═══ Exercise inputs

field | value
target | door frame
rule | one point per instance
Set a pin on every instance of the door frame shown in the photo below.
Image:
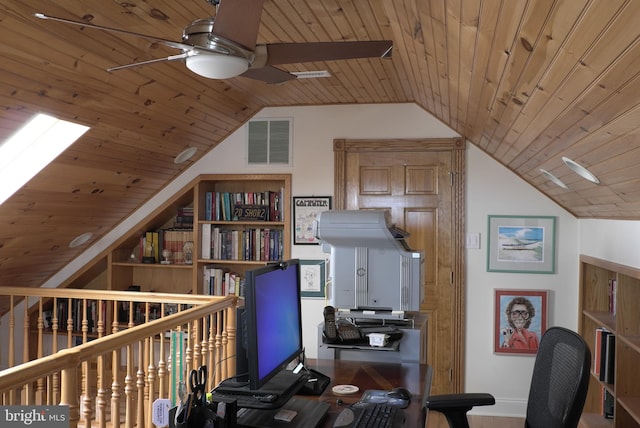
(457, 146)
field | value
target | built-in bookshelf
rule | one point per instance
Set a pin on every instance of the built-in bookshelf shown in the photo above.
(227, 222)
(258, 215)
(242, 222)
(610, 323)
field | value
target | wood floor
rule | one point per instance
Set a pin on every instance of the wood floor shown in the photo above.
(436, 420)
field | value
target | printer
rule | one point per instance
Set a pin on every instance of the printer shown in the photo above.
(371, 264)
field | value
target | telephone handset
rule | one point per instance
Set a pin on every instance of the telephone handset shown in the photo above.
(348, 332)
(341, 332)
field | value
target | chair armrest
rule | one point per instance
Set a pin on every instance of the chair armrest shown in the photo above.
(463, 400)
(455, 406)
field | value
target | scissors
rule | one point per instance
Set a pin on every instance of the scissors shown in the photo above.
(198, 383)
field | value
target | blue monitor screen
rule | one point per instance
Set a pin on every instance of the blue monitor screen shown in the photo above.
(273, 315)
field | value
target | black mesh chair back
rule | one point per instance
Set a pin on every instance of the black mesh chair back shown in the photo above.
(560, 380)
(558, 386)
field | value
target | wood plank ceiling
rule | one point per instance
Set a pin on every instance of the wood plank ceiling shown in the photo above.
(527, 81)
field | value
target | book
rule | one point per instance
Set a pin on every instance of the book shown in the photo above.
(610, 356)
(205, 245)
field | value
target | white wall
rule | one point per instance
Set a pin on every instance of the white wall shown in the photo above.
(314, 129)
(492, 189)
(613, 240)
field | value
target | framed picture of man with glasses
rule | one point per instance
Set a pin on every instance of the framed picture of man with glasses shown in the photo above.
(520, 320)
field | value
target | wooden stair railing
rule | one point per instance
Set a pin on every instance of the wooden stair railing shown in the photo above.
(135, 357)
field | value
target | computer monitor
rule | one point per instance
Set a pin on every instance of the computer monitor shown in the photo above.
(272, 320)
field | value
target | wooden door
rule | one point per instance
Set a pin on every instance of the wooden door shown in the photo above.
(421, 183)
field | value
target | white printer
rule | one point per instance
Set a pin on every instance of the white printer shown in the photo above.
(371, 265)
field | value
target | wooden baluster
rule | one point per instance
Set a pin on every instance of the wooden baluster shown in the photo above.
(128, 379)
(69, 394)
(145, 363)
(101, 393)
(162, 363)
(225, 340)
(27, 388)
(230, 327)
(218, 341)
(140, 384)
(40, 383)
(188, 358)
(197, 345)
(55, 378)
(12, 344)
(115, 374)
(86, 410)
(151, 377)
(211, 352)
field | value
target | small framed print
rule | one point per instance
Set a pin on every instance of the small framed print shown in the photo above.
(521, 244)
(312, 278)
(305, 211)
(520, 320)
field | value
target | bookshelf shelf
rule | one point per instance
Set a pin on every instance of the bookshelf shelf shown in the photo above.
(151, 265)
(609, 298)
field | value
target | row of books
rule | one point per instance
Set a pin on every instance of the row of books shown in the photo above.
(261, 244)
(184, 217)
(604, 355)
(221, 206)
(74, 312)
(176, 240)
(613, 285)
(221, 282)
(608, 403)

══════

Your objective — Every entry must be transcribed exactly. Pictures do not belong in the copy.

Solution for this problem —
field | value
target | door frame
rule | one point per instance
Set a pin on every instance of the door frame shown in the photo below.
Image:
(457, 146)
field | value
target | built-in bookshelf
rule | one point per instance
Set a pin on every instance of the built-in bookshelf shown in the photo above.
(227, 222)
(258, 215)
(242, 222)
(610, 323)
field | value
target | wood floor
rule | one point per instance
Set a pin on every instance of the wood floor shown in the photo above.
(436, 420)
field | value
target | printer
rule | one point per instance
Set a pin on every instance of the printer shown in the photo above.
(371, 264)
field | value
target | telephone handset
rule | one point per instance
Set a pin on every instance of the telephone handset shown in the photo above.
(348, 332)
(341, 332)
field | value
target | chair armrest
rule | one point per instance
Set a pin on every instance of the chair armrest shown in the photo above.
(463, 400)
(455, 406)
field | value
target | scissors
rule | one point per instance
Set a pin on every instance of the scissors shown in the photo above.
(198, 383)
field | value
target | blue monitor screen
rule | one point per instance
Set a pin on every instance of the blue monitor screen shown in the photo above.
(273, 315)
field | value
target | black mesh chair back
rule | one point per instance
Set a pin on every instance of the black mesh chair back shown in the photo above.
(560, 380)
(558, 386)
field | value
target | wood plank ceiling
rule | one point per instance
Set a pin on every instance of the wood plank ceiling shown in the photo above.
(527, 81)
field | value
target | book
rule | one point per instance
Set a pin on every instance of the book shown in the photo above.
(610, 356)
(205, 245)
field | value
target | white wall
rule | one point per instance
Set a pin on every instance of the white wall shown in the photo above.
(314, 129)
(492, 189)
(613, 240)
field | value
target | framed picture of man with glasses
rule | one point per instance
Set a pin on every instance of the framed picture of man with glasses shown in the photo above.
(520, 320)
field | value
target | wooden stair railing
rule | one point per instance
Set a pin on every instance of the wooden stair railing shown in the photo above.
(135, 357)
field | value
target | computer monitor
rule | one point per instance
Set a pin on every instance of the computer monitor shown in the photo above.
(272, 320)
field | value
target | wooden door
rule | one point per instance
Set a pin on every instance of the wooden door shown in the photo above.
(421, 183)
field | value
target | white printer
rule | one point per instance
Set a pin on every instance of the white printer shown in the photo above.
(371, 265)
field | value
target | wooden baluster
rule | one point per instance
Set a pin on every instance of the wooden baluster shown in the photo above.
(128, 379)
(69, 394)
(145, 363)
(101, 393)
(162, 363)
(225, 340)
(27, 388)
(230, 327)
(218, 341)
(140, 384)
(40, 383)
(188, 358)
(197, 345)
(55, 378)
(12, 344)
(115, 374)
(86, 410)
(151, 377)
(211, 352)
field | value
target | small framed print
rule | one point per instance
Set a pin on every instance of the small framed print shown in the photo above.
(521, 244)
(312, 278)
(305, 211)
(520, 320)
field | value
target | bookshelf shelf
rule | one point per instance
Set a pin on every instance of the bookshelf shelf shown in the photo above.
(151, 265)
(609, 298)
field | value
target | row of books
rule | one point per instance
Set a pin on every instance of the row of books shown in the photo above.
(261, 244)
(184, 217)
(604, 355)
(221, 206)
(74, 312)
(176, 240)
(613, 285)
(221, 282)
(608, 403)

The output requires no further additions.